• GIVEN INSTRUCTION: Reproduce the following lines word for word, keeping every character, symbol and line break unchanged.

• RECORDS SHOWN:
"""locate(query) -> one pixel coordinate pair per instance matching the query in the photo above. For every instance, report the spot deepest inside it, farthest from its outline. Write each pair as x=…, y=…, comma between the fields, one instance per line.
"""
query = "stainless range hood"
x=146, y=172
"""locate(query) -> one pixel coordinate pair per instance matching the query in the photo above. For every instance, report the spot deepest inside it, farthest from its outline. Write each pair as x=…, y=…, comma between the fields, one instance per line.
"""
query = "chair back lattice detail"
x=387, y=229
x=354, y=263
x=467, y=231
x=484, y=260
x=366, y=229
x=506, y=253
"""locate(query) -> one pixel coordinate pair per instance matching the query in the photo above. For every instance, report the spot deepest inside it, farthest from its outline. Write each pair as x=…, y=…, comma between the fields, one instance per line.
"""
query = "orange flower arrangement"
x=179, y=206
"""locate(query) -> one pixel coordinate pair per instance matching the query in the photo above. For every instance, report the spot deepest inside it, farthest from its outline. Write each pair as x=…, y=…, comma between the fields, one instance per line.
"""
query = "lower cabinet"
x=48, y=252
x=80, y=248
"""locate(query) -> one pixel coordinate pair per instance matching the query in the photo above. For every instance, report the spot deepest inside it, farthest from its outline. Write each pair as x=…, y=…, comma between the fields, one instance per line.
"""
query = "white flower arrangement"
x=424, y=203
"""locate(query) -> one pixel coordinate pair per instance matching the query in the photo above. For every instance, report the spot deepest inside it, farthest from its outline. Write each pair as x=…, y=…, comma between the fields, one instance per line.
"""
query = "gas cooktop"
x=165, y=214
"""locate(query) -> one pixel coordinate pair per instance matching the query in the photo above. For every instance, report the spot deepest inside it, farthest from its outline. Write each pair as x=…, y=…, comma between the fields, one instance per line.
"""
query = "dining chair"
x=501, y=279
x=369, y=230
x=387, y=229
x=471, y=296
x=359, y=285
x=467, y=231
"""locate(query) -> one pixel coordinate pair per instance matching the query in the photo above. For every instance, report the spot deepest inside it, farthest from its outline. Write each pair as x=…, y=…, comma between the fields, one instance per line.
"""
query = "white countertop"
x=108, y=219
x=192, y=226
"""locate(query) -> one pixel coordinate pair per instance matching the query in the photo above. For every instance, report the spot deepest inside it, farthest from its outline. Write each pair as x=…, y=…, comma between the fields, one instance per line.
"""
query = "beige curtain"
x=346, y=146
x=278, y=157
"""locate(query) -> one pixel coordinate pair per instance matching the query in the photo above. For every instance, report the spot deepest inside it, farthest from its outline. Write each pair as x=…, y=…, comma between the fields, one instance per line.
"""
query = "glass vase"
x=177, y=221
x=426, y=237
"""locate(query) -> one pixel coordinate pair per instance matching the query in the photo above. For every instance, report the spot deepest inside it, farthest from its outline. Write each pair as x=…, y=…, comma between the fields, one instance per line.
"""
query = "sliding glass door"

• WRITTEN SOLUTION:
"""locate(query) -> one pixel coordinate pair per instance matching the query in the photo above. For every instance, report the spot deepest inside it, farthest from its outline. Write each pair as x=…, y=…, comma between the fields, one instance per line.
"""
query = "stainless range hood"
x=146, y=172
"""locate(query) -> one pixel coordinate pair per instance matching the query in the photo above. For every instance, report the spot deepest inside it, farthest from its outline. Write each pair as x=…, y=…, comma between the fields, one instance per line.
"""
query = "chair back lattice detail"
x=387, y=229
x=354, y=263
x=467, y=231
x=484, y=260
x=366, y=229
x=506, y=253
"""locate(query) -> one pixel coordinate pair per instance matching the query in the photo above. For every instance, report the spot deepest inside it, farthest from its outline. Write each pair as x=…, y=…, comma between the fields, one instance per line.
"""
query = "orange flower arrangement"
x=179, y=206
"""locate(query) -> one pixel coordinate pair per instance matching the query in the photo above. For every instance, report the spot deepest inside it, farthest from its outline. Write each pair as x=…, y=…, comma between the fields, one instance per line.
"""
query = "lower cabinet"
x=48, y=252
x=80, y=248
"""locate(query) -> one pixel coordinate pair per instance matching the query in the photo above. For every instance, report the spot deepest inside it, farthest from its outline. Write each pair as x=…, y=…, comma between the fields, one instance per line.
"""
query = "white flower arrangement"
x=424, y=203
"""locate(query) -> one pixel coordinate pair per instance matching the query in the photo above. For every instance, report the spot deepest inside it, farthest from its outline. Write each pair as x=…, y=…, comma between the fields, one instance per line.
"""
query = "gas cooktop"
x=165, y=214
"""locate(query) -> one pixel coordinate pair per instance matching the query in the photo above. For every instance, report the spot deepest inside it, farthest from its outline. Write each pair as x=…, y=…, comma between the fields, one instance per line.
"""
query = "dining chair"
x=501, y=279
x=369, y=230
x=387, y=229
x=471, y=296
x=359, y=285
x=467, y=231
"""locate(query) -> one pixel coordinate pair per instance matching the query in the photo above. For every instance, report the spot deepest inside it, farthest from its outline. Write each pair as x=…, y=…, comma between the fields, one instance per line.
"""
query = "white countertop"
x=108, y=219
x=192, y=226
"""locate(query) -> one pixel coordinate pair per instance matching the query in the photo above. For every instance, report the spot deepest inside it, farthest from its outline. Write each pair as x=…, y=…, comma between the fields, one instance per line.
"""
query = "beige curtain"
x=346, y=146
x=278, y=157
"""locate(query) -> one pixel coordinate pair per instance matching the query in the photo above. For every instance, report the spot deepest inside it, farthest from its outline. Write each pair as x=…, y=…, comma between the fields, one instance per line.
"""
query = "glass vase"
x=177, y=221
x=426, y=237
"""locate(query) -> one pixel coordinate pair per instance matching the query in the photo above. For every instance, report the spot deepest inside it, farthest from its outline. Write each pair as x=…, y=…, comma between the fields, one instance per line.
"""
query = "sliding glass door"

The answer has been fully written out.